REQUEST — Continue the study article on the book of Ruth, picking up after its last line.

PASSAGE TO READ —
────────

“An Excellent Woman” Displays Loyal Love
“Everyone in the gate of my people is aware that you are an excellent woman.”—Ruth 3:11
1, 2. What midnight meeting gets our attention, and what questions does it raise?
THE darkness of night has fallen and a hushed tranquillity has descended upon Bethlehem, Judah, and its surrounding countryside. At a threshing floor in one of the fields an elderly man is slumbering. But, look! A young woman approaches stealthily, uncovers him slightly and lies down. He awakens, finds her at his feet, and asks, “Who are you?” Her reply? “I am Ruth your slave girl.” She has come to him for a special and highly noble purpose. In fact, acknowledging her virtue as the conversation continues, he remarks: “Everyone in the gate of my people is aware that you are an excellent woman.”—Ruth 3:9-11.
2 What has led to this unusual midnight meeting? Really, who is this woman? And what is the identity of the elderly man? Why does he say that she is known as “an excellent woman”? What qualities does she display? These and other questions fill our minds as we reflect on that extraordinary nighttime scene.
3. (a) We are about to consider what Bible book? (b) When and by whom was this Bible account written, and what does it highlight?
3 The divinely inspired account that we are about to consider, likely written in David’s day (about 1090 B.C.E.) by the Hebrew prophet Samuel, is unique as one of only two Bible books bearing a woman’s name. (The other is Esther.) Although some view the book of Ruth as a touching love story, it is much more than that. The account highlights the purpose of Jehovah God to produce a Kingdom heir, the long-promised Messiah. Moreover, it exalts God’s loving-kindness.—Gen. 3:15; Ruth 2:20; 4:17-22.*
4. In what time period did the events related in the book of Ruth occur?
4 The events related in this account occurred in “the days when the judges administered justice” in Israel. The time must be early during that period, for the man we observed with Ruth at the threshing floor was Boaz, the son of Rahab of Joshua’s day. (Ruth 1:1; Josh. 2:1, 2; Matt. 1:5) As this intriguing story unfolds, it will span some 11 years, perhaps around 1300 B.C.E.
5. What circumstances and realization prompt Elimelech to move his family to Moab, and does this bear any relation to Christian responsibilities?

────────

RAW RECORDS —

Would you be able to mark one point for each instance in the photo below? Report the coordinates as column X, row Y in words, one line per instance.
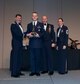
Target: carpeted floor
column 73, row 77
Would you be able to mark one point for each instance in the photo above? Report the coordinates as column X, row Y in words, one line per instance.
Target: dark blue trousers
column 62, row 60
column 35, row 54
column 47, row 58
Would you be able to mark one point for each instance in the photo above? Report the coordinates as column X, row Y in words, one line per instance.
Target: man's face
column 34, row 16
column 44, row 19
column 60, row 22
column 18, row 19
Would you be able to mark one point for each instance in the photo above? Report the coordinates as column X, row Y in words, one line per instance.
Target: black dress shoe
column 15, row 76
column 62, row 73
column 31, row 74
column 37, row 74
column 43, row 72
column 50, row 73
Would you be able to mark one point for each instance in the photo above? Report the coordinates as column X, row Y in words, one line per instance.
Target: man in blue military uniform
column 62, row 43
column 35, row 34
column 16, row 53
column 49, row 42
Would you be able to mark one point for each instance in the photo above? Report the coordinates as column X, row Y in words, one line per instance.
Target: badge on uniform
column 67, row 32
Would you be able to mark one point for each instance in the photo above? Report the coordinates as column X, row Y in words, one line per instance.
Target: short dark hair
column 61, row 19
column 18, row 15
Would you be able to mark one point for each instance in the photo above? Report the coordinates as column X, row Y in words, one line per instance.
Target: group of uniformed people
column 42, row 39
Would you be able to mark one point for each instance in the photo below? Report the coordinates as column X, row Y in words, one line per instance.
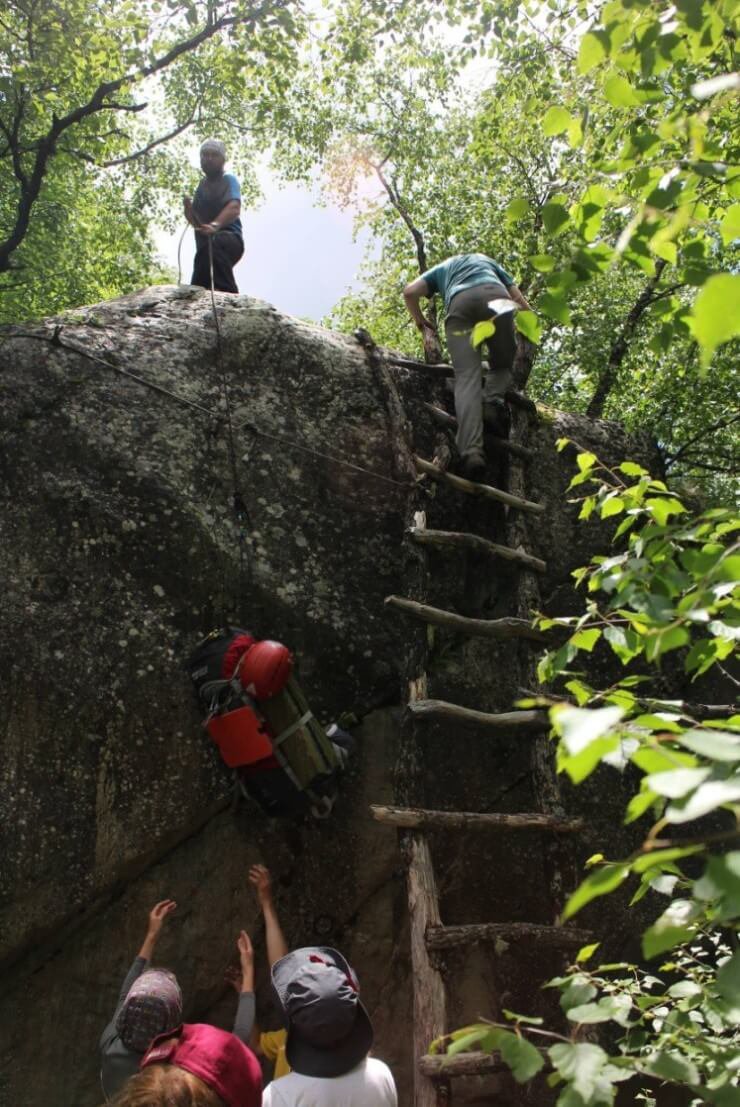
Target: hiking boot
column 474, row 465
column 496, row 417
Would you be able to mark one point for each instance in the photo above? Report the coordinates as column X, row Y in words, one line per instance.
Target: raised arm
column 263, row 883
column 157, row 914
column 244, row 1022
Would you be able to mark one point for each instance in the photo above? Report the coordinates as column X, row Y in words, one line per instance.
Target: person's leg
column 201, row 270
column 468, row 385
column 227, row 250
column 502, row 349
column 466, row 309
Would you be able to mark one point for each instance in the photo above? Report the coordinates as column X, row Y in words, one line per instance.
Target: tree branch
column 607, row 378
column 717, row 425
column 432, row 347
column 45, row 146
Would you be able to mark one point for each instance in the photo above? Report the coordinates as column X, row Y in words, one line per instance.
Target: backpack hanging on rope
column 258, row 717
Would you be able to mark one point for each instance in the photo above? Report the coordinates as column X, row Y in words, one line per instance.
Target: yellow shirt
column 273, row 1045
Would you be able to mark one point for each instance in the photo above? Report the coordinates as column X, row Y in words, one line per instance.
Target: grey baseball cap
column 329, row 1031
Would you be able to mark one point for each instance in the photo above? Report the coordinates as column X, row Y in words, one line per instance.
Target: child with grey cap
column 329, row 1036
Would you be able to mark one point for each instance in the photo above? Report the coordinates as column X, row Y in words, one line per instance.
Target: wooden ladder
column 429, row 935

────────

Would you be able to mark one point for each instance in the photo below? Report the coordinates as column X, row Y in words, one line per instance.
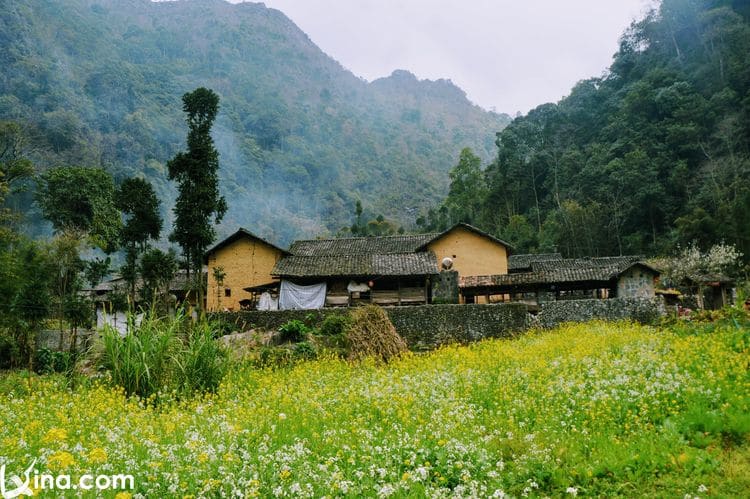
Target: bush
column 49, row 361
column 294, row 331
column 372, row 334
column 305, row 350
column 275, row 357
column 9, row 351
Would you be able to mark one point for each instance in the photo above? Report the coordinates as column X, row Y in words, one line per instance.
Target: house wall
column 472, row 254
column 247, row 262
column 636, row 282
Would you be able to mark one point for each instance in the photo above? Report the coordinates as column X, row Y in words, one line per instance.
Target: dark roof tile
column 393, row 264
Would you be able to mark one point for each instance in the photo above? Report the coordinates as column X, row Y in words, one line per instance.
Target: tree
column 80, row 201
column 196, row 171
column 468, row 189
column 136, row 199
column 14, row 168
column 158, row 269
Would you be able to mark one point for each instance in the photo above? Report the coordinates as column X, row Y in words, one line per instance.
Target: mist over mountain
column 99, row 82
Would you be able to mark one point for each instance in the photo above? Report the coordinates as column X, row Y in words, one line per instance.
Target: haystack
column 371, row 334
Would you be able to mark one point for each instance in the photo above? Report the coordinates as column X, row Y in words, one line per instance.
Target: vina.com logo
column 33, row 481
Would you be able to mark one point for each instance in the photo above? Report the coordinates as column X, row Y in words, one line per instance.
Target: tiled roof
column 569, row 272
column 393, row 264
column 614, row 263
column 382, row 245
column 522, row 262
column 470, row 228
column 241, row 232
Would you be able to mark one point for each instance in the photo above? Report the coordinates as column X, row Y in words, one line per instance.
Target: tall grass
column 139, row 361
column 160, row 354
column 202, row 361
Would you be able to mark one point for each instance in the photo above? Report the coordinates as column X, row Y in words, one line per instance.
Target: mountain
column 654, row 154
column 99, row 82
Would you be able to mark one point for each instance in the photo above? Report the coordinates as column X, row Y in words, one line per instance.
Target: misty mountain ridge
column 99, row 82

────────

WRITTEN REPLY —
5 Famine has arisen in the land of Judah and holds Bethlehem (or Ephrathah) in its grip. Especially has adversity struck the family of a certain man, Elimelech. Realizing the need to provide life’s necessities for those who are his own, he takes decisive action. Soon Elimelech, his wife Naomi, and their two sons Mahlon and Chilion can be seen crossing the river Jordan. These Ephrathites become alien residents in Moab, a country on a plateau east of the Dead Sea and south of the Arnon River.—Ruth 1:1, 2; compare 1 Timothy 5:8.
6. Describe the circumstances that lead to bereavement for Naomi, Ruth and Orpah.
6 In time, Elimelech dies, leaving Naomi an aging widow. Later, their two sons enter wedlock with Moabite women. Mahlon marries Ruth, whereas Chilion takes Orpah as his wife. (Ruth 1:4, 5; 4:10) About 10 years pass, and then calamity strikes again. Both of Naomi’s sons die, and childless at that. Now the three women are all alone, and surely bereavement and widowhood are hard to bear.
7. What possibility appears especially remote for widowed Naomi?
7 Especially is Naomi sorrowful. She is a Judean and knows about the special deathbed blessing that the patriarch Jacob pronounced on his son Judah in the words: “The scepter will not turn aside from Judah, neither the commander’s staff from between his feet, until Shiloh comes; and to him the obedience of the peoples will belong.” This Shiloh will have the royal scepter—will, in fact, be the Messiah, Abraham’s Seed through whom all families of the earth will bless themselves. Why, it is possible for women of Judah to bear sons who would be forefathers of that Anointed One! But Naomi’s sons have died childless, and she is past the childbearing age. The possibility that Naomi and her family might contribute to the Messianic lineage is remote indeed.—Ruth 1:3-5; Gen. 22:17, 18; 49:10, 33.
8. What factors move Naomi to return to Judah despite any perils along the way?
8 Yet, there is at least a glimmer of hope that something good is in the offing. Naomi has heard, perhaps from some traveling Hebrew merchants, that Jehovah has “turned his attention to his people by giving them bread.” Yes, the famine has ended and, with divine blessing, again there is bread in Judah, wholesome food at Bethlehem, the “house of bread.” It is not long before the three bereaved women are seen “walking on the road . . . to the land of Judah.” This is no easy journey, for they must pass through regions usually infested with thieves and desperate men. But Naomi’s devotion to Jehovah God and a yearning to be with his people urge her onward despite any perils along the way.—Ruth 1:6, 7.
A TIME OF DECISION
9. Why are Ruth and Orpah told to return “each one to the house of her mother”?
9 Will the young widows simply act courteously by accompanying their aged mother-in-law only to Moab’s border with Israel? Or will they go farther? We shall see. At some point along the road, Naomi says: “Go, return, each one to the house of her mother.” (Ruth 1:8) Why “her mother,” when at least Ruth’s father still lives? (Ruth 2:11) Well, this is a natural comment for an elderly woman to make to younger women, and their mothers did have well-established homes, unlike their destitute mother-in-law. At any rate, maternal affection would be especially comforting to a sorrowful daughter.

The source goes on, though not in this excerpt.